-------- Extrait du document

Voyage du chevalier de Boufflers en Suisse.

De retour à Lunéville, Boufflers songe bien vite à de nouveaux déplacements; comme Stanislas, malgré sa bonne volonté, n'a pas d'ambassade à lui offrir, le chevalier ne trouve rien de mieux que de s'en confier une à lui-même et de réaliser enfin un projet longtemps caressé.

Bien qu'il fût encore très jeune en 1748, lors du séjour de Voltaire à la cour de Lorraine, le chevalier n'était pas sans avoir été frappé de la présence du philosophe, des hommages qu'on lui rendait et de la considération dont on l'entourait. Que de fois même Voltaire, toujours bonhomme, avait plaisanté avec le futur abbé et la «divine mignonne», pris part à leurs jeux enfantins! Quand le triste événement que nous connaissons eut éloigné à jamais le philosophe de Lunéville, son souvenir n'y resta pas moins vivant dans les esprits et dans les cœurs. Comment oublier cet homme qui, pendant deux ans, avait tenu la Cour et le Roi sous le charme; comment oublier ces heures délicieuses que Stanislas ne se rappelait jamais sans attendrissement! On parlait sans cesse de Voltaire, des aventures dont il avait été le héros, de son séjour en Lorraine, des événements qui lui advenaient, de ses œuvres. Le Roi, Mme de Boufflers, Panpan, Tressan, etc., n'avaient-ils pas mille anecdotes à raconter sur le philosophe, n'échangeaient-ils pas avec lui des lettres qu'on se montrait avec orgueil?

----------------
-------- Entrées du corpus

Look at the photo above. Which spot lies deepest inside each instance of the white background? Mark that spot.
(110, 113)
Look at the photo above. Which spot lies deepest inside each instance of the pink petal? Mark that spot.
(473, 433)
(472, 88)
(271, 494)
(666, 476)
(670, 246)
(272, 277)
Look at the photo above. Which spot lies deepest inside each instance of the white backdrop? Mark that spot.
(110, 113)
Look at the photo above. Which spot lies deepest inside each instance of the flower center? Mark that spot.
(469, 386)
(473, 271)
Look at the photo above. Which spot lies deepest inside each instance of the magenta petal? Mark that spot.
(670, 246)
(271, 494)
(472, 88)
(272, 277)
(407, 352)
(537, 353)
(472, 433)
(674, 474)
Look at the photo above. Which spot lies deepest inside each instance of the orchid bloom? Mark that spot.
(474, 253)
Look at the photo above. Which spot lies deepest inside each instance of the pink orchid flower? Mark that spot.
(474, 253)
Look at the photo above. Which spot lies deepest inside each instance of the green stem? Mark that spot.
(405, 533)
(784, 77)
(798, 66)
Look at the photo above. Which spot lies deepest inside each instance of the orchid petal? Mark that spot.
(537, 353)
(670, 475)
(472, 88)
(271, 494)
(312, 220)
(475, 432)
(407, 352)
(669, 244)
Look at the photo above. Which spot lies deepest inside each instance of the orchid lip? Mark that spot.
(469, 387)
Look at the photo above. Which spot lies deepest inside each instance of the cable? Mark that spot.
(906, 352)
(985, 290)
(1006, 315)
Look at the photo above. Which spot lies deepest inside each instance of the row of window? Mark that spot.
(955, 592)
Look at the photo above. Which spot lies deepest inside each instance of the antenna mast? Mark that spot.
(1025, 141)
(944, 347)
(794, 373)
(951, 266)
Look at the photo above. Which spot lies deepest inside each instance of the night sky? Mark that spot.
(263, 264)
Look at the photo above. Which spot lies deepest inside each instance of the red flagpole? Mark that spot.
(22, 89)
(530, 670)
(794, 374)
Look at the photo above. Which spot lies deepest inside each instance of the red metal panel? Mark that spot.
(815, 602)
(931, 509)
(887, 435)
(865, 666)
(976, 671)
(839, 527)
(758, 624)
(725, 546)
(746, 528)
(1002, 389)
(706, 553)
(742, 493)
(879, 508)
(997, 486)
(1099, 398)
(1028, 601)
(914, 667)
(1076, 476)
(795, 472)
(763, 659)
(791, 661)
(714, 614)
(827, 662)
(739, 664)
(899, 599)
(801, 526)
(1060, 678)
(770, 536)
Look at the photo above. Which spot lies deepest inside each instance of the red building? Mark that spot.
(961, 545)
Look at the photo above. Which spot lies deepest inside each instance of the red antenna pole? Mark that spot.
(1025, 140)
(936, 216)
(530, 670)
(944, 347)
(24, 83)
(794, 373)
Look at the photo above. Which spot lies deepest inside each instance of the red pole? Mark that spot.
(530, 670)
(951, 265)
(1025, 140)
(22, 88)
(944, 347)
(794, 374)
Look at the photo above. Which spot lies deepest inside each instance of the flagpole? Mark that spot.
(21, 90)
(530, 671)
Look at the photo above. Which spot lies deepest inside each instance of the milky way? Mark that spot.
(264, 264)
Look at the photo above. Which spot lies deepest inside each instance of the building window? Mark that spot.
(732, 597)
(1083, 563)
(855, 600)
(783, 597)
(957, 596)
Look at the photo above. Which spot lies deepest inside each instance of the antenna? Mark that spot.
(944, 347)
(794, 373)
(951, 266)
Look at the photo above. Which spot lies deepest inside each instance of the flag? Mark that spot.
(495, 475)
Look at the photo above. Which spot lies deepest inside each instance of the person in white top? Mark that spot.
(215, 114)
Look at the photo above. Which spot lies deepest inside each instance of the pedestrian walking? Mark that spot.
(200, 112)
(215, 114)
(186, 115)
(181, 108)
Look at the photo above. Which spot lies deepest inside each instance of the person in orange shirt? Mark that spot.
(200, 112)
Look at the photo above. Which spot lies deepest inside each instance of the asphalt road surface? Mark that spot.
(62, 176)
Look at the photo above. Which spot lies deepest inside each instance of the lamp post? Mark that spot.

----------------

Tâches à réaliser
1/ D'après l'extrait, en quelle année Voltaire séjournait-il à la cour de Lorraine ?
2/ Citez toutes les personnes que l'extrait nomme comme ayant mille anecdotes à raconter sur le philosophe.
3/ Reproduisez tout le passage de l'extrait qui va de « Voyage du chevalier » jusqu'à « projet longtemps caressé. ».

Réponses dans l'ordre
1/ En 1748.

2/ Le Roi, Mme de Boufflers, Panpan, Tressan.

3/
Voyage du chevalier de Boufflers en Suisse.

De retour à Lunéville, Boufflers songe bien vite à de nouveaux déplacements; comme Stanislas, malgré sa bonne volonté, n'a pas d'ambassade à lui offrir, le chevalier ne trouve rien de mieux que de s'en confier une à lui-même et de réaliser enfin un projet longtemps caressé.